▶ _Image region labeling items_:
## start

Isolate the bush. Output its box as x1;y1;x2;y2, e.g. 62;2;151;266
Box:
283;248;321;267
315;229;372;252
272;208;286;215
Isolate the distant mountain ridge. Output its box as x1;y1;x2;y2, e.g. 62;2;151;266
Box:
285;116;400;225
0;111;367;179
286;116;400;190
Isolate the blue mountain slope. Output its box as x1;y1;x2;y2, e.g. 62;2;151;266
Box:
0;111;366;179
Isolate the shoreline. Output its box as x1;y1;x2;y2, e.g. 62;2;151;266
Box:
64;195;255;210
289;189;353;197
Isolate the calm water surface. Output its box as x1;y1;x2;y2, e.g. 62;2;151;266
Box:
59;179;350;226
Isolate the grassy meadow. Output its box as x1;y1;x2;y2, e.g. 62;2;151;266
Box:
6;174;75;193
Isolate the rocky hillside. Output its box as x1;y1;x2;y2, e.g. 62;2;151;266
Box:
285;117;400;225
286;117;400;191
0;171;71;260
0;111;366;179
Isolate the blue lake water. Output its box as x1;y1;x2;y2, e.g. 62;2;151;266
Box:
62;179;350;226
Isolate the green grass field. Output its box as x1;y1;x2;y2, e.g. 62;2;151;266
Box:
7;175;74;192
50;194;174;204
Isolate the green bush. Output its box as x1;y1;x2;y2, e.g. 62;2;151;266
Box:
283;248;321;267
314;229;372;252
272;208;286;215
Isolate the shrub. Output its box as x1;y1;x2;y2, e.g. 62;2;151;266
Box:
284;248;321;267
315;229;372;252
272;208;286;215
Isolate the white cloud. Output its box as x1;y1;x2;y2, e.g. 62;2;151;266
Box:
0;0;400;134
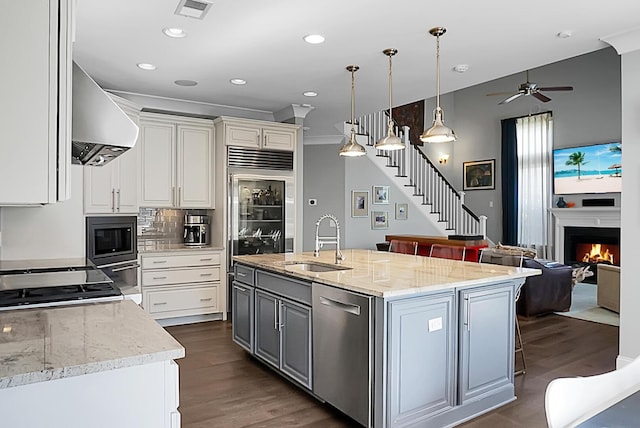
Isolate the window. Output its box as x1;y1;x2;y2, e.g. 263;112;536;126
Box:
516;113;553;257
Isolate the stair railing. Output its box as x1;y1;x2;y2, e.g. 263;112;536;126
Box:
357;111;487;239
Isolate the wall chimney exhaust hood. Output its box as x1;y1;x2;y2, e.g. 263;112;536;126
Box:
71;62;138;166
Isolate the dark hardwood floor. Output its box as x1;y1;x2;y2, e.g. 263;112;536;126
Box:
167;315;618;428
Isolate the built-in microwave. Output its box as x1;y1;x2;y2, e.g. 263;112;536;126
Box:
86;216;138;267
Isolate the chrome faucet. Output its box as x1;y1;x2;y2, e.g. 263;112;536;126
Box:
313;214;344;265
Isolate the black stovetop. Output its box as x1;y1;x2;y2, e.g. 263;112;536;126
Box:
0;266;122;309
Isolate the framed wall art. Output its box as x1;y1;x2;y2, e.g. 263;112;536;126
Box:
351;190;369;217
371;211;389;229
462;159;496;190
373;186;389;204
396;203;409;220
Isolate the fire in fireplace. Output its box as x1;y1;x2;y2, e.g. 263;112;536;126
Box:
564;227;620;283
576;244;620;264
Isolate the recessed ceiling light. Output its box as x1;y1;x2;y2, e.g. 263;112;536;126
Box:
162;27;187;39
173;80;198;86
453;64;469;73
303;34;324;45
138;62;156;70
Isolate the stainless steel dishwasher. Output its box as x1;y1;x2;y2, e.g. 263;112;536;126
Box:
311;282;373;427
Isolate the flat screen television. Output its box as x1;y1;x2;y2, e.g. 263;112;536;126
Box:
553;142;622;195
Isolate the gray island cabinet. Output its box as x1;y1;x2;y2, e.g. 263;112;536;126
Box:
232;250;539;427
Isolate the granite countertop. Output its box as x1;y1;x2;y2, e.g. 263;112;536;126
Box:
0;257;93;272
233;250;541;297
0;300;184;388
138;240;223;253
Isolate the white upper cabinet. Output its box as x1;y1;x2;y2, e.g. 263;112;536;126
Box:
140;113;214;208
84;97;140;214
0;0;72;205
215;117;298;152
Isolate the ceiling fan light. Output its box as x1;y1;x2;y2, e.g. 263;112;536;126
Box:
420;108;458;143
374;121;405;150
339;129;367;157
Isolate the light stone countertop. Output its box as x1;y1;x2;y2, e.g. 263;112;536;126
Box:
233;250;542;297
0;300;184;388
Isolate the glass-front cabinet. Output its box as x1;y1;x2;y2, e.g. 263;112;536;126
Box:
232;180;285;255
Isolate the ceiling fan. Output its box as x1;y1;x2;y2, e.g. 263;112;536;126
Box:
487;70;573;104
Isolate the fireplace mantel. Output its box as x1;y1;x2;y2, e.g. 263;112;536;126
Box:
549;207;620;263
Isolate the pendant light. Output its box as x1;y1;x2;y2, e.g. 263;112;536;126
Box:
420;27;457;143
375;49;404;150
340;65;366;157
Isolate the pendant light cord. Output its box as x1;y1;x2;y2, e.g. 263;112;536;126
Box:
389;55;393;127
351;69;356;134
436;35;440;110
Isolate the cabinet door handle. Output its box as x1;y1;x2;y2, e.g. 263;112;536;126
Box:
464;297;471;331
273;299;280;330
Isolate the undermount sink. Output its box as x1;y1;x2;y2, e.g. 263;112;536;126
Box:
285;262;351;272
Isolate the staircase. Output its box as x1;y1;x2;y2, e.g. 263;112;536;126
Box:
345;111;487;239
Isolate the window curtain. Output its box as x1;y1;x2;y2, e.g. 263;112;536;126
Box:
503;113;553;258
501;119;518;245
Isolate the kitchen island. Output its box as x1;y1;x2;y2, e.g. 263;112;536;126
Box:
232;250;540;427
0;300;184;428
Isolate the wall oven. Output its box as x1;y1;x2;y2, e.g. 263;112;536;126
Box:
86;216;140;303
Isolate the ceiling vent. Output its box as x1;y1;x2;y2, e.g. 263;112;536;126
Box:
176;0;212;19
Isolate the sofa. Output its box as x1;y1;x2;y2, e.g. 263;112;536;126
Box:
516;257;573;317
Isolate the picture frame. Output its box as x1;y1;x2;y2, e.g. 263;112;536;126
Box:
396;203;409;220
351;190;369;217
462;159;496;190
373;186;389;205
371;211;389;229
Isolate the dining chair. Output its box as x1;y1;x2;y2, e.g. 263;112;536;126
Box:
544;357;640;428
389;239;418;256
429;244;466;260
478;248;527;376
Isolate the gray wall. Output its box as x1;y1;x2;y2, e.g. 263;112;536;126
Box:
304;48;621;244
450;48;621;241
298;144;348;251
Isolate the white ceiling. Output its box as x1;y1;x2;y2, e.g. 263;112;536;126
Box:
74;0;640;136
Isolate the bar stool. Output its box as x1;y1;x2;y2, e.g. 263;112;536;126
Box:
389;239;418;256
478;248;527;376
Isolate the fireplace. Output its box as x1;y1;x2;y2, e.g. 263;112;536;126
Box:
564;227;620;283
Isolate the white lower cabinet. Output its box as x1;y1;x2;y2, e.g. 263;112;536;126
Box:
142;250;226;319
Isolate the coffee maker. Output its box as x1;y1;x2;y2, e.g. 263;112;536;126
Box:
184;214;209;246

## end

▶ _Written exercise_: Copy out every one of the items above word for word, including each box value, and omit the pictures.

▶ _Reply_:
Isolate the bush. Output its box as x1;y1;x2;y2, e.g. 62;2;151;266
Box:
283;248;321;267
315;229;372;252
272;208;286;215
Isolate the distant mountain ridge. Output its box as x1;y1;x2;y2, e.g. 62;2;151;266
Box:
285;116;400;225
0;111;367;179
286;116;400;190
Isolate the blue mountain slope. Output its box as x1;y1;x2;y2, e.g. 62;2;151;266
Box:
0;111;366;179
Isolate the shoreline. Output its box as x1;y1;x2;y2, e.g. 62;2;151;266
Box:
64;195;255;210
289;189;353;197
Isolate the calm water surface. Output its box as x1;y1;x2;y2, e.g. 62;2;151;266
Box:
59;179;350;226
Isolate the grassy meadow. Output its box as x1;y1;x2;y2, e.g. 62;2;151;266
Box:
6;174;75;193
Isolate the rocky hillside. Output its box as x1;y1;x2;y2, e.g. 62;2;151;266
Box:
285;117;400;225
286;117;400;191
0;171;71;260
0;111;366;179
Isolate the blue lake water. Output its box as x1;y1;x2;y2, e.g. 62;2;151;266
Box:
62;179;350;226
Isolate the green grass field. Output its box as x1;y1;x2;y2, e.g. 62;2;151;266
Box:
7;175;74;192
50;194;174;204
Isolate the green bush. Output its box as x1;y1;x2;y2, e.g. 62;2;151;266
Box:
283;248;321;267
314;229;372;252
272;208;286;215
Isolate the shrub. Output its box as x1;y1;x2;y2, e.g. 62;2;151;266
Box:
284;248;321;267
315;229;372;252
272;208;286;215
Isolate the white cloud. Output its box as x1;y1;x2;y2, e.g. 62;2;151;266
Box:
0;0;400;134
Isolate the window. Output its box as x1;y1;x2;y2, e.g. 263;112;536;126
Box:
516;113;553;257
Isolate the stair railing. Output its box as x1;y1;x2;y2, e.g. 263;112;536;126
Box:
357;111;487;239
Isolate the wall chimney exhaust hood. Output its box as x1;y1;x2;y2, e.g. 263;112;536;126
Box:
71;62;138;166
Isolate the dark hardwood floor. Output its box as x1;y1;x2;y2, e.g. 263;112;536;126
Box:
167;315;618;428
Isolate the built-in microwave. Output its box as x1;y1;x2;y2, e.g. 263;112;536;126
Box:
86;216;138;267
Isolate the chrome faucet. Output its box as x1;y1;x2;y2, e.g. 263;112;536;126
Box:
313;214;344;265
Isolate the black stovetop. Output its box as x1;y1;x2;y2, e.g. 263;112;536;126
Box:
0;266;122;309
Isolate the framed wall art. Output its box as x1;y1;x2;y2, e.g. 263;112;536;126
Box:
351;190;369;217
371;211;389;229
462;159;496;190
373;186;389;204
396;203;409;220
Isolate the fire in fireplace. Output its box as x1;y1;x2;y2, e.g. 263;112;536;126
Box:
564;227;620;283
576;244;620;264
Isolate the recessed ceiling light. Output its box as x1;y1;x2;y2, e.g. 263;112;536;126
Box:
162;27;187;39
173;80;198;86
453;64;469;73
303;34;324;45
138;62;156;70
Isolate the stainless steel dishwasher. Output its box as x1;y1;x2;y2, e.g. 263;112;536;126
Box:
311;282;373;427
Isolate the flat screen television. Output its box as x1;y1;x2;y2, e.g. 263;112;536;126
Box:
553;142;622;195
Isolate the gray island cabinet. Output its box as x1;y1;x2;y2, e.g. 263;112;536;126
Box:
232;250;539;427
Isolate the granite countertop. Output its box as x1;y1;x2;y2, e.g. 263;112;536;126
Box:
0;257;93;272
233;250;541;297
0;300;184;388
138;240;223;253
Isolate the white upper cabinet. Output its box as x1;y1;x2;y2, e.g. 263;112;536;126
Box:
140;113;214;208
84;97;140;214
0;0;72;205
215;117;298;152
Isolate the ceiling fan light. Output its box as x1;y1;x2;y2, e.g. 263;112;536;126
Box:
420;108;458;143
374;121;405;150
339;129;367;157
Isolate the light stone countertop. Output its box as x1;y1;x2;y2, e.g. 263;112;536;126
Box:
233;250;542;297
0;300;184;388
Isolate the glass-front cabinet. Output its box as x1;y1;x2;y2, e.g. 263;112;536;126
Box:
232;180;285;255
Isolate the ceiling fan. Output its box as x1;y1;x2;y2, e.g. 263;112;536;126
Box:
487;70;573;104
Isolate the fireplace mantel. Output its box as x1;y1;x2;y2, e.g. 263;112;536;126
Box:
549;207;620;263
Isolate the pendant light. Output its box as x1;y1;x2;y2, e.g. 263;112;536;126
Box:
420;27;457;143
375;49;404;150
340;65;366;157
Isolate the pendant light cord. Output its box as x1;y1;x2;y2, e.g. 263;112;536;126
Box:
389;55;393;127
351;69;356;134
436;35;440;110
Isolate the cabinet door handle. Output its box as x1;y1;x2;y2, e.g. 263;112;536;126
Box:
464;297;471;331
273;299;280;330
Isolate the undermount sink. Output its box as x1;y1;x2;y2, e.g. 263;112;536;126
Box:
285;262;351;272
Isolate the staircase. Output its box as x1;y1;x2;y2, e.g. 263;112;536;126
Box:
345;111;487;239
Isolate the window curtain. Output its box as x1;y1;x2;y2, e.g. 263;112;536;126
Box:
503;113;553;258
501;119;518;245
Isolate the kitchen island. Output its box as x1;y1;x2;y2, e.g. 263;112;536;126
Box:
232;250;540;427
0;300;184;428
Isolate the wall oven. Output its box as x1;y1;x2;y2, e.g. 263;112;536;126
Box:
86;216;140;303
Isolate the ceiling vent. Output its box as x1;y1;x2;y2, e.g. 263;112;536;126
Box:
176;0;212;19
Isolate the sofa. Output its box as x1;y1;x2;y2, e.g. 263;112;536;126
Box:
516;257;573;317
Isolate the picture frame. Output its box as x1;y1;x2;y2, e.g. 263;112;536;126
Box:
396;203;409;220
351;190;369;217
462;159;496;190
373;186;389;205
371;211;389;229
Isolate the dining chair. Output its box as x1;y1;x2;y2, e.g. 263;112;536;126
Box:
544;357;640;428
389;239;418;256
429;244;466;260
478;248;527;376
Isolate the gray wall. Output its box as x1;y1;x2;y2, e.g. 263;112;536;126
Box:
304;48;621;244
450;48;621;241
298;144;348;251
Isolate the white ceiling. Output its box as x1;y1;x2;y2, e.g. 263;112;536;126
Box:
74;0;640;136
Isolate the bar stool. Output its box as x1;y1;x2;y2, e.g. 263;112;536;126
Box:
389;239;418;256
478;248;527;376
Isolate the fireplace. Output its box as x1;y1;x2;y2, e.g. 263;112;536;126
Box:
564;227;620;283
Isolate the white lower cabinet. Output its box as x1;y1;x2;y2, e.g. 263;112;536;126
Box:
142;250;226;319
Isolate the coffee maker. Output its box as x1;y1;x2;y2, e.g. 263;112;536;126
Box:
184;214;209;246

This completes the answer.